» **Records of points on named objects**
----
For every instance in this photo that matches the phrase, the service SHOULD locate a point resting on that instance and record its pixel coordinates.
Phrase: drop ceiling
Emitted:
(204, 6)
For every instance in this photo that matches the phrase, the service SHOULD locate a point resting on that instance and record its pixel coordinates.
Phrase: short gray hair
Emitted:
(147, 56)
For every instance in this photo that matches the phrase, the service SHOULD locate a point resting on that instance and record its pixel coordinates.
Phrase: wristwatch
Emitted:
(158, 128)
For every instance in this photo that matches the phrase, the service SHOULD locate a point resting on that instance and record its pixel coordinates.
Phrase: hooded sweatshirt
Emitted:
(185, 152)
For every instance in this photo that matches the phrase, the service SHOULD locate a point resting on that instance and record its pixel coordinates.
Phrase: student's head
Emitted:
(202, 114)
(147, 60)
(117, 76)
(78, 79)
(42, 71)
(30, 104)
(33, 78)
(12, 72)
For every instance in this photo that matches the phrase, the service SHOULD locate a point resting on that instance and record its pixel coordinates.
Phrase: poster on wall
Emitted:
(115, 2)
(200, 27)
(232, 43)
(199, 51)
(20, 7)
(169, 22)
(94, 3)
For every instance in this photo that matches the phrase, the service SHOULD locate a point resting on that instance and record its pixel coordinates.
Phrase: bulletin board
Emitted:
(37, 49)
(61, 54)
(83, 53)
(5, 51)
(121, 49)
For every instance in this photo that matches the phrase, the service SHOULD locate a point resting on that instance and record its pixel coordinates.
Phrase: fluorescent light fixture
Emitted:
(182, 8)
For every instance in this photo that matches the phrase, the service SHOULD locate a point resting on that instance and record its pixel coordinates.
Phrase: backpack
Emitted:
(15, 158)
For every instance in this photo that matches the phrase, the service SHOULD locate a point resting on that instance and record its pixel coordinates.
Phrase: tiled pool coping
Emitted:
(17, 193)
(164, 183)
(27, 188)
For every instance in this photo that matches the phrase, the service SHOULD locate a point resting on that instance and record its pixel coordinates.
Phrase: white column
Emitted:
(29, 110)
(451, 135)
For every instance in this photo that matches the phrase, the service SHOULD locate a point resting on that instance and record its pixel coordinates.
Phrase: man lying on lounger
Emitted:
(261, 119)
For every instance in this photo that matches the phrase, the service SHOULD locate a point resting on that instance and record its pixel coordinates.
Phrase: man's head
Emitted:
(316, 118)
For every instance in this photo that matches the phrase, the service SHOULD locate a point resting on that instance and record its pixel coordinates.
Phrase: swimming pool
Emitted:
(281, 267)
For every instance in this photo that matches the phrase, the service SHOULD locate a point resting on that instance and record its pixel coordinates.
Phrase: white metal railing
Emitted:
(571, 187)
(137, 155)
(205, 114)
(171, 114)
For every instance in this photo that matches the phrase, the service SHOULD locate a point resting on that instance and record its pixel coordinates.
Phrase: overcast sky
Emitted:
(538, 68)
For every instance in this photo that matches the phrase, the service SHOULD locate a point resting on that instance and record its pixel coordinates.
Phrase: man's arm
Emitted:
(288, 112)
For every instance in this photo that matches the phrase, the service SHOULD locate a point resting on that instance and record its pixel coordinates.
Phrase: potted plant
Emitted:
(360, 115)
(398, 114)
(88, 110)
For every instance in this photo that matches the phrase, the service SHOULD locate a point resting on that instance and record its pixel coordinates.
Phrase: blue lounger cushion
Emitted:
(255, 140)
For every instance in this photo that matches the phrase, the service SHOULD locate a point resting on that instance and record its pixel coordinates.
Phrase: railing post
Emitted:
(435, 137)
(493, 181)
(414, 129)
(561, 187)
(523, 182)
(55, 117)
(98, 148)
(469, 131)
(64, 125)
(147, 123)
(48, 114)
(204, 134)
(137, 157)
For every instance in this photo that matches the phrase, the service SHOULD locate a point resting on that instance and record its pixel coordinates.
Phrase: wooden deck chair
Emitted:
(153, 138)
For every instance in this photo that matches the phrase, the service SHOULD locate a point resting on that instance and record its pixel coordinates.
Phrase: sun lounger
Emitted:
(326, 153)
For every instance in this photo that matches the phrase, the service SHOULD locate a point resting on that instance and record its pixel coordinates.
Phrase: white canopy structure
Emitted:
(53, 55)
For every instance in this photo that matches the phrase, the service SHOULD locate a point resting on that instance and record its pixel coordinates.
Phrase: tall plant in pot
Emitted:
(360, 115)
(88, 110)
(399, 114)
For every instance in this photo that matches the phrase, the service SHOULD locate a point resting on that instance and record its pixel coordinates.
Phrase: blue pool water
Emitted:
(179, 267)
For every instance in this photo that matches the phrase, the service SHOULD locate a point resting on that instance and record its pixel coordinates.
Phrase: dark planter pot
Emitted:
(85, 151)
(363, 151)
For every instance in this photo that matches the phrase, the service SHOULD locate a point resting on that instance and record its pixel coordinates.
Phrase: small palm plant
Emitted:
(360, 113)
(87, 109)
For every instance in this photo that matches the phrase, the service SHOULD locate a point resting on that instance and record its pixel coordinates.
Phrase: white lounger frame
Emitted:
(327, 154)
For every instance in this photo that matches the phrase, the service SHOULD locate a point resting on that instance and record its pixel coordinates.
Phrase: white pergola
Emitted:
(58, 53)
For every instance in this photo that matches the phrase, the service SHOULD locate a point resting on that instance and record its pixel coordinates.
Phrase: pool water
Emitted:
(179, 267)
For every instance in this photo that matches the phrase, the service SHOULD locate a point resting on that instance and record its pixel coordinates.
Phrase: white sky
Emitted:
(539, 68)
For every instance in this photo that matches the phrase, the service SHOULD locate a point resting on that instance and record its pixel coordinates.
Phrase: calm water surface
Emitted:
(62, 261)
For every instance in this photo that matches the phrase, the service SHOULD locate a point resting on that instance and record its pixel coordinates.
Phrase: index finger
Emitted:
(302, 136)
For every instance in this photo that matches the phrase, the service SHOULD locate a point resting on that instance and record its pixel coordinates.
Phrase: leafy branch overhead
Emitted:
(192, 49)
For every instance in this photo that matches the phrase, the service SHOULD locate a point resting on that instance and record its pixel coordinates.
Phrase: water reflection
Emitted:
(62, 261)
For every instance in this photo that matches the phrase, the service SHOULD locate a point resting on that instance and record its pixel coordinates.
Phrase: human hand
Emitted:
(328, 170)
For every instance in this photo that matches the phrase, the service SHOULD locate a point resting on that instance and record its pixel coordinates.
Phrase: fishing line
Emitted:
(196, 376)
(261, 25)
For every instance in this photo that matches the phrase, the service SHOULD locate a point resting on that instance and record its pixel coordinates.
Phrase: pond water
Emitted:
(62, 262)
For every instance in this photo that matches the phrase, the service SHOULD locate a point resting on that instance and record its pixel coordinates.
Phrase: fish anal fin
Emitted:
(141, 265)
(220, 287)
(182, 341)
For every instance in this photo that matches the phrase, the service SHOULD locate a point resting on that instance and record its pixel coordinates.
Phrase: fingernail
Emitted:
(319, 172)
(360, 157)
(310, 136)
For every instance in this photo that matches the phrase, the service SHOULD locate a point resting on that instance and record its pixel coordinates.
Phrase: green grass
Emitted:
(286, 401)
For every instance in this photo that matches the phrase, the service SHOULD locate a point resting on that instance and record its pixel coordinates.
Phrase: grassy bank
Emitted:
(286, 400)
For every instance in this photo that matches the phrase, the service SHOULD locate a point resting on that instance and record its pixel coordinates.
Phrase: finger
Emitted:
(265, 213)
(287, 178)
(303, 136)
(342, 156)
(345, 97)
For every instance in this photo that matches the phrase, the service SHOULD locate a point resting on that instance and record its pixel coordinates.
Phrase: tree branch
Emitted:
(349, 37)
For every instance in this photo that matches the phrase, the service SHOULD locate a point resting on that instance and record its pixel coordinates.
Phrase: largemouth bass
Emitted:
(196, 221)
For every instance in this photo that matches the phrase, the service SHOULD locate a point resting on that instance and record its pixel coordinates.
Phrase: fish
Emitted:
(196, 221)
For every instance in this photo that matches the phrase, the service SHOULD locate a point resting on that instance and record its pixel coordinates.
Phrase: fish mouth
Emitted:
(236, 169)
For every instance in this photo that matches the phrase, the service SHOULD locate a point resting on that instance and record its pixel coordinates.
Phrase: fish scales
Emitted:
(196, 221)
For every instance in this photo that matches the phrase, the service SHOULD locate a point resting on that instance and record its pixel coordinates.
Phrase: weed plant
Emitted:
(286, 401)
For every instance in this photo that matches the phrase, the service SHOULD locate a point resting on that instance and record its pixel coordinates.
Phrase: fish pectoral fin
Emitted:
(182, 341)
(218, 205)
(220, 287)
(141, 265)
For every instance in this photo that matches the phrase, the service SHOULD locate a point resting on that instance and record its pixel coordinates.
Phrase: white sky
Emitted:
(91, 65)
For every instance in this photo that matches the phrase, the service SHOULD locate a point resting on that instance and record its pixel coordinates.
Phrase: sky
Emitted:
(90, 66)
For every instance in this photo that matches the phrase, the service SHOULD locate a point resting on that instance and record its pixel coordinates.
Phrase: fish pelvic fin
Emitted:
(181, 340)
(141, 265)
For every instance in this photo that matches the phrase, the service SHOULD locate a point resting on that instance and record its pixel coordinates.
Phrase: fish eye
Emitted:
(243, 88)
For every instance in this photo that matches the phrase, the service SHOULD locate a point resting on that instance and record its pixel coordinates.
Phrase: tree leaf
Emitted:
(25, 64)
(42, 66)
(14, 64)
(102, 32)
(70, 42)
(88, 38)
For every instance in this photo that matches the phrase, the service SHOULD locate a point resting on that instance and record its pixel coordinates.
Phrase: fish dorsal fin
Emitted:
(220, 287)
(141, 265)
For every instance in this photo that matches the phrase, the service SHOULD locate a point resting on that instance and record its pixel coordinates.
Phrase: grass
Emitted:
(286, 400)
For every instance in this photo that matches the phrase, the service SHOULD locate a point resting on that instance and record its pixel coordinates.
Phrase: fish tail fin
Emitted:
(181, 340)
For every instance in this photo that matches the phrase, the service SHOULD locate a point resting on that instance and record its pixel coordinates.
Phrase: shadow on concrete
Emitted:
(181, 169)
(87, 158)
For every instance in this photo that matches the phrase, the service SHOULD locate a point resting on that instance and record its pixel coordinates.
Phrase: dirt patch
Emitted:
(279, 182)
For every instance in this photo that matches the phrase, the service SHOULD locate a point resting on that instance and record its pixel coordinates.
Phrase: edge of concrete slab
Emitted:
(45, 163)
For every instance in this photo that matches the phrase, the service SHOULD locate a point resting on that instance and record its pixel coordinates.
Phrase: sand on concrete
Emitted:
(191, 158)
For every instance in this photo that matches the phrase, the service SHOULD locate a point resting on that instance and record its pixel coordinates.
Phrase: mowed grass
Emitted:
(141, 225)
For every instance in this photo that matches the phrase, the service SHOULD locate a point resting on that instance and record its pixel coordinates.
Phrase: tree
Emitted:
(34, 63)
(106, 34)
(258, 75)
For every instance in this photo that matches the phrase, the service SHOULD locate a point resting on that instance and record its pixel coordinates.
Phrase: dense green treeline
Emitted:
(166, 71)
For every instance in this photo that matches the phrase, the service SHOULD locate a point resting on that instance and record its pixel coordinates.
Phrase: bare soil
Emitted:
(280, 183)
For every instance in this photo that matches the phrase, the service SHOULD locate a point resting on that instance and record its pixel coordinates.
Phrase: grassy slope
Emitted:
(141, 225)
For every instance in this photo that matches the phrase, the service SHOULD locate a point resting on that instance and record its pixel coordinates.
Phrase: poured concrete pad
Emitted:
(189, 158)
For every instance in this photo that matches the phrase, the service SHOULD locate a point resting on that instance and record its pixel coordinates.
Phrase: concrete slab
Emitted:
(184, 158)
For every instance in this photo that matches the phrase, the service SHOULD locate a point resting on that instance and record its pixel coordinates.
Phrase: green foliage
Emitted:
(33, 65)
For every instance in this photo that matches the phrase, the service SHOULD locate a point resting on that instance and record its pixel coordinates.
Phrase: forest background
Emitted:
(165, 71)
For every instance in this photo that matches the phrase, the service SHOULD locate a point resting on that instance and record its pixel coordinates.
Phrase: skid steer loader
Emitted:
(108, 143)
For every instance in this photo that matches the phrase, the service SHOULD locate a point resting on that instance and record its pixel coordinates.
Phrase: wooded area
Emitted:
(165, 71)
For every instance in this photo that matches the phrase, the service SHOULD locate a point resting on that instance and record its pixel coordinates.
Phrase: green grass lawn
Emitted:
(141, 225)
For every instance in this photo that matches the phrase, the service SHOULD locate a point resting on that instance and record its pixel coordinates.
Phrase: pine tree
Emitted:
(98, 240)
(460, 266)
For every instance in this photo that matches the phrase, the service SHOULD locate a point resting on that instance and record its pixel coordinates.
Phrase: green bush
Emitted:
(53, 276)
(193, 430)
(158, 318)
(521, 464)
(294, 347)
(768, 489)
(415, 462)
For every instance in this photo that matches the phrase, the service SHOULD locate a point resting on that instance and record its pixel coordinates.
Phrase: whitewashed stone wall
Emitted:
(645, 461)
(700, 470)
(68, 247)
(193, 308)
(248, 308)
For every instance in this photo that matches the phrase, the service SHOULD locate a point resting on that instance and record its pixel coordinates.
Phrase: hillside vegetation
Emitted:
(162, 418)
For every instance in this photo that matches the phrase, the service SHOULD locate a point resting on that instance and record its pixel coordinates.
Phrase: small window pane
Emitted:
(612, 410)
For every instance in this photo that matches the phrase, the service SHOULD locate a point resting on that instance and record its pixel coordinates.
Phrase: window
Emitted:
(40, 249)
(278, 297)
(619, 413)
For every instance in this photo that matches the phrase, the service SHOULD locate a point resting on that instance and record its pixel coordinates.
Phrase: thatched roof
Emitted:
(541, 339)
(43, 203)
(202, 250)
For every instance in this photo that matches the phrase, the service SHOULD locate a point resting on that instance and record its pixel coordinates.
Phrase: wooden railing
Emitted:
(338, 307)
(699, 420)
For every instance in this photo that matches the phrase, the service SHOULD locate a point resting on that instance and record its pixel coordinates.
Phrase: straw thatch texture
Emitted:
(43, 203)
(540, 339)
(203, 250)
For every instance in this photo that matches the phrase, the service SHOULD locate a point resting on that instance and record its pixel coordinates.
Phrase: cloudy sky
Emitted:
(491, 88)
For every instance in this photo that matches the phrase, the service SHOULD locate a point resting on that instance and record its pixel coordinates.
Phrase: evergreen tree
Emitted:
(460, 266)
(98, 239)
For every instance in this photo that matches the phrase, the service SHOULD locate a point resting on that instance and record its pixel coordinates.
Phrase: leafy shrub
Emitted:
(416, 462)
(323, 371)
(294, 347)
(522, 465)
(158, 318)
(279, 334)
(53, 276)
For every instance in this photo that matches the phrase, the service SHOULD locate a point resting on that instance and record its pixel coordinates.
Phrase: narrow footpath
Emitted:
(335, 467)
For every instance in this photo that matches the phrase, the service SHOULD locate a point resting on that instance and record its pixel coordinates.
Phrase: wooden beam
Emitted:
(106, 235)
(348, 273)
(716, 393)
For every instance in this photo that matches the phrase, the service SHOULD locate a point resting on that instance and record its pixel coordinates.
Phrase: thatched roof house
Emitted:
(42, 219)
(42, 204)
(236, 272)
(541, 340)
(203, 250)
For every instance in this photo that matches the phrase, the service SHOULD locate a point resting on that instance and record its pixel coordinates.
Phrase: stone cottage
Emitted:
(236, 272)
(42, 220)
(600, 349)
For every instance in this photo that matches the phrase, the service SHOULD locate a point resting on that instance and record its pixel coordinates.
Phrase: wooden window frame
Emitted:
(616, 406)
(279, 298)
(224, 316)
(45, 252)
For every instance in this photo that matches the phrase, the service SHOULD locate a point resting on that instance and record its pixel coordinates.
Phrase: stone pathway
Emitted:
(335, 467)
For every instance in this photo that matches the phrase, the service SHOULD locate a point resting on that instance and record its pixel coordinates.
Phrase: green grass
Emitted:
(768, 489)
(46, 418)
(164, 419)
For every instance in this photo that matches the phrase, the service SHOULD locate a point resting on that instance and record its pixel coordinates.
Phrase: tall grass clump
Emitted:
----
Please find every line above that contains the word "water" and copy each one out in full.

Phrase: blue pool water
Phrase: pool water
Phrase: calm water surface
Phrase: water reflection
Phrase: pond water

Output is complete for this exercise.